TASK INPUT =
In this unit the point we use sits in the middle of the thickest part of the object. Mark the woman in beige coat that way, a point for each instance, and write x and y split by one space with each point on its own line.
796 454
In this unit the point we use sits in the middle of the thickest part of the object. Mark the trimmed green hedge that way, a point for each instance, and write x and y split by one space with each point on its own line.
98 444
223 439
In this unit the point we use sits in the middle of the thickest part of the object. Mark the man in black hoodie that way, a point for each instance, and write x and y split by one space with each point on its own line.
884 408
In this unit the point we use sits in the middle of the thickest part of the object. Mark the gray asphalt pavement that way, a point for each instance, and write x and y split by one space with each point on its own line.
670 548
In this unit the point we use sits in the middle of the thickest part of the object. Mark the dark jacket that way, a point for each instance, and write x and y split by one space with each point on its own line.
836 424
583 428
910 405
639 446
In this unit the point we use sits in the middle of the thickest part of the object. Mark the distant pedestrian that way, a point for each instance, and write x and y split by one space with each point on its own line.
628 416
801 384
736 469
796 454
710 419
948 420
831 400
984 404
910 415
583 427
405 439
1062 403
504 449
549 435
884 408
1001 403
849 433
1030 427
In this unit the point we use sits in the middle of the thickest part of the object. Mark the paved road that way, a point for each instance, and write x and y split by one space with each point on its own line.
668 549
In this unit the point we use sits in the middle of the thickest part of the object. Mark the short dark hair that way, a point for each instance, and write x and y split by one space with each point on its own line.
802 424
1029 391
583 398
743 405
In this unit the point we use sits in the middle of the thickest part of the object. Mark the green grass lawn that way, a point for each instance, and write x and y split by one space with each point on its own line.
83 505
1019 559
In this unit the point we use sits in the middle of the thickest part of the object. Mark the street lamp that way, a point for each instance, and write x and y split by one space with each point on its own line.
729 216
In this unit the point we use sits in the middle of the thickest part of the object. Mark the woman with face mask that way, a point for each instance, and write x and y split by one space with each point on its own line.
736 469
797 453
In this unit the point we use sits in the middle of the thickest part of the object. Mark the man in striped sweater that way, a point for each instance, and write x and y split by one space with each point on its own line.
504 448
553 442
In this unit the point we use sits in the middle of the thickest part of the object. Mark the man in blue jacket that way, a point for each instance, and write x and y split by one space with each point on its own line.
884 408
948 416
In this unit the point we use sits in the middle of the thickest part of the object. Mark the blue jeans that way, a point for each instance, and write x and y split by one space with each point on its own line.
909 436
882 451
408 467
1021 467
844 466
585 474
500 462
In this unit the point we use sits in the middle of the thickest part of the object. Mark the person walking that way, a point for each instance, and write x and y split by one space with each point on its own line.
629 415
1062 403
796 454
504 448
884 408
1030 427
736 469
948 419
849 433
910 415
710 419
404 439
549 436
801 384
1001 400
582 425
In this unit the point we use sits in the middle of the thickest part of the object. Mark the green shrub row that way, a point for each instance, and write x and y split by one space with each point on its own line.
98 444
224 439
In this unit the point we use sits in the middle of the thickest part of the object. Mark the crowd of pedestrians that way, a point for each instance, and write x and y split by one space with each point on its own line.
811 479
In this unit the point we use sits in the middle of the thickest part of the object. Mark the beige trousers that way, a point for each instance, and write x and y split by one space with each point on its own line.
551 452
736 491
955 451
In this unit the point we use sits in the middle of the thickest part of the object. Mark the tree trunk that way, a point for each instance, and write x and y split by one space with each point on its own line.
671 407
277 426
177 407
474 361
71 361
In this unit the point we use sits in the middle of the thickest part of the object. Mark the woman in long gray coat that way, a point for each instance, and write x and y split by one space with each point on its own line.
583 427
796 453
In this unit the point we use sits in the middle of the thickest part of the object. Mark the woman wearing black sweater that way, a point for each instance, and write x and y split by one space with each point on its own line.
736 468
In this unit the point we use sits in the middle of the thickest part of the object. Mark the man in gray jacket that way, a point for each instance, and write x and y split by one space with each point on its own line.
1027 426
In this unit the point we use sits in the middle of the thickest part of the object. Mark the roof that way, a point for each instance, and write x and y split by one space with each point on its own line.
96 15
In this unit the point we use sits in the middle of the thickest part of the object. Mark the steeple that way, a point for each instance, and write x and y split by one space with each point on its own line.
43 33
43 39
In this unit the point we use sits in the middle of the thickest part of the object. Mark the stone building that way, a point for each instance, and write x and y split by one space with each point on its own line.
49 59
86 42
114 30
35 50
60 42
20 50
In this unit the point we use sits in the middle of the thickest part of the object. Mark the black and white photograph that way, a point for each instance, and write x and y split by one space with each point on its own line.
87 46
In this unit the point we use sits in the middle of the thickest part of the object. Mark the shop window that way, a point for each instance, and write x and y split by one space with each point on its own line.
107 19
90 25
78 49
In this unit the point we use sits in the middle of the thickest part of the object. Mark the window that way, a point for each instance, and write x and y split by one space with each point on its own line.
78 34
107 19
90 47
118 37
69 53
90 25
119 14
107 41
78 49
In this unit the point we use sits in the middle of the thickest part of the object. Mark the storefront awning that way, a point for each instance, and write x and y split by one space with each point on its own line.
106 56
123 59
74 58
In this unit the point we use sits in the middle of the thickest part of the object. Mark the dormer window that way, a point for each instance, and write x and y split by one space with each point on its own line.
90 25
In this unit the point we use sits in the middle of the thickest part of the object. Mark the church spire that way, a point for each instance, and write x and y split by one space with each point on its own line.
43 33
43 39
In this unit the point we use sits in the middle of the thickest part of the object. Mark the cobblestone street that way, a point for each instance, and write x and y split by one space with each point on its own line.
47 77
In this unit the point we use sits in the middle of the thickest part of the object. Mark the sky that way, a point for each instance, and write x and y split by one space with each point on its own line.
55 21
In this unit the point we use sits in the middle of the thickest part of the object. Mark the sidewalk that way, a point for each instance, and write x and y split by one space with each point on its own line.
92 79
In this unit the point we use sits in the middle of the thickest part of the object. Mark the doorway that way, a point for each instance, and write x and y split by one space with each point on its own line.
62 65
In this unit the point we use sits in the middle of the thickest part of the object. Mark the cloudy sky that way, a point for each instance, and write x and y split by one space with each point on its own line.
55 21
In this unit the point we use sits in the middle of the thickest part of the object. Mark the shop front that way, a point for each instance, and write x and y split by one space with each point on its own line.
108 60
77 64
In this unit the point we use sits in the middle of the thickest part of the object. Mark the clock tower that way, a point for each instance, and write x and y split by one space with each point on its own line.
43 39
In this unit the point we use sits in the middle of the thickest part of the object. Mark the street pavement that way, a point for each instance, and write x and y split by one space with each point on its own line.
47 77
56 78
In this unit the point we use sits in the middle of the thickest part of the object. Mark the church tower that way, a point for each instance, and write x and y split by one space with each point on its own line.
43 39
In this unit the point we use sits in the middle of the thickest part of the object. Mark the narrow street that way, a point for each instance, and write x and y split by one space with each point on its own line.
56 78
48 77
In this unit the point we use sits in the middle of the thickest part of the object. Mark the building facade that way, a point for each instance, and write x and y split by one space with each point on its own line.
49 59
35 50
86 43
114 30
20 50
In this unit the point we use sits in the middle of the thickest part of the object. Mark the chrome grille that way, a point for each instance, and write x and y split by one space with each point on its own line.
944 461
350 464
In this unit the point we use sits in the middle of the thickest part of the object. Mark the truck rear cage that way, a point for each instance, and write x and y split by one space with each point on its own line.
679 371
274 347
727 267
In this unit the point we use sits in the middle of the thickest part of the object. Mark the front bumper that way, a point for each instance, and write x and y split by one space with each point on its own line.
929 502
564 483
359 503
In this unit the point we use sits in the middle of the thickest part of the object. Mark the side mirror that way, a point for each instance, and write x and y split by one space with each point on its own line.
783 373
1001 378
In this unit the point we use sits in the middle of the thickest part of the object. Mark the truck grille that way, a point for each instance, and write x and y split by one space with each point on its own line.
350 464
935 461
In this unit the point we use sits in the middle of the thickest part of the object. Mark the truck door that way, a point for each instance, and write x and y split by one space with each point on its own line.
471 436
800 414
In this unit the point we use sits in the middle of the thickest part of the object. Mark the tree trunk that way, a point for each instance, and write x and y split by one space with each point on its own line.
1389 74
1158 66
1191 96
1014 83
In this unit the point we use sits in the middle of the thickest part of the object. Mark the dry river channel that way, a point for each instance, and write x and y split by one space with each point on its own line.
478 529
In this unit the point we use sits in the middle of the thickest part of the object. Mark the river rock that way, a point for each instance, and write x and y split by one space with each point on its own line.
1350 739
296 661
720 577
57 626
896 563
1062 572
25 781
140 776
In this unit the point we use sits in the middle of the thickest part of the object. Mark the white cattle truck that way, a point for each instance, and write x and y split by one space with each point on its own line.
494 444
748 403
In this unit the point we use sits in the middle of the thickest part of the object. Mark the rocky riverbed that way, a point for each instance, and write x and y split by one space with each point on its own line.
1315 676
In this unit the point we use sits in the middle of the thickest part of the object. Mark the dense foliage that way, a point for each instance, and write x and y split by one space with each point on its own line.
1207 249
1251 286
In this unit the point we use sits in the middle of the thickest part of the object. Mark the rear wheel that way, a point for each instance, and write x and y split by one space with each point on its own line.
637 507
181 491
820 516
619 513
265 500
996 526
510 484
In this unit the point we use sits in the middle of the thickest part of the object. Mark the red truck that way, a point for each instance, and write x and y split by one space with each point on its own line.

WHAT YOU NEED TO DO = No line before the one with "Mark the dense" belongs in the answer; copy that line and the rest of the records exactly.

RESPONSE TO THIS EXERCISE =
In this unit the point we use sits in the middle of the thickest part of the object. Mark the dense foliage that way, a point for each instance, and write x and y split by one space with each point on its own line.
1207 249
1251 286
In this unit the point we use sits in the middle of the thickest part of the object. Mark the rear wheel that way, a point for each instance, and write x and y split by one space with each point on its own line.
637 507
181 491
820 516
619 513
265 500
996 526
510 484
In this unit the point we use sits in the middle of the thickest part of the object. Mark the red truck that way, a point for each instance, and write x and y split by one space with each point on its own line.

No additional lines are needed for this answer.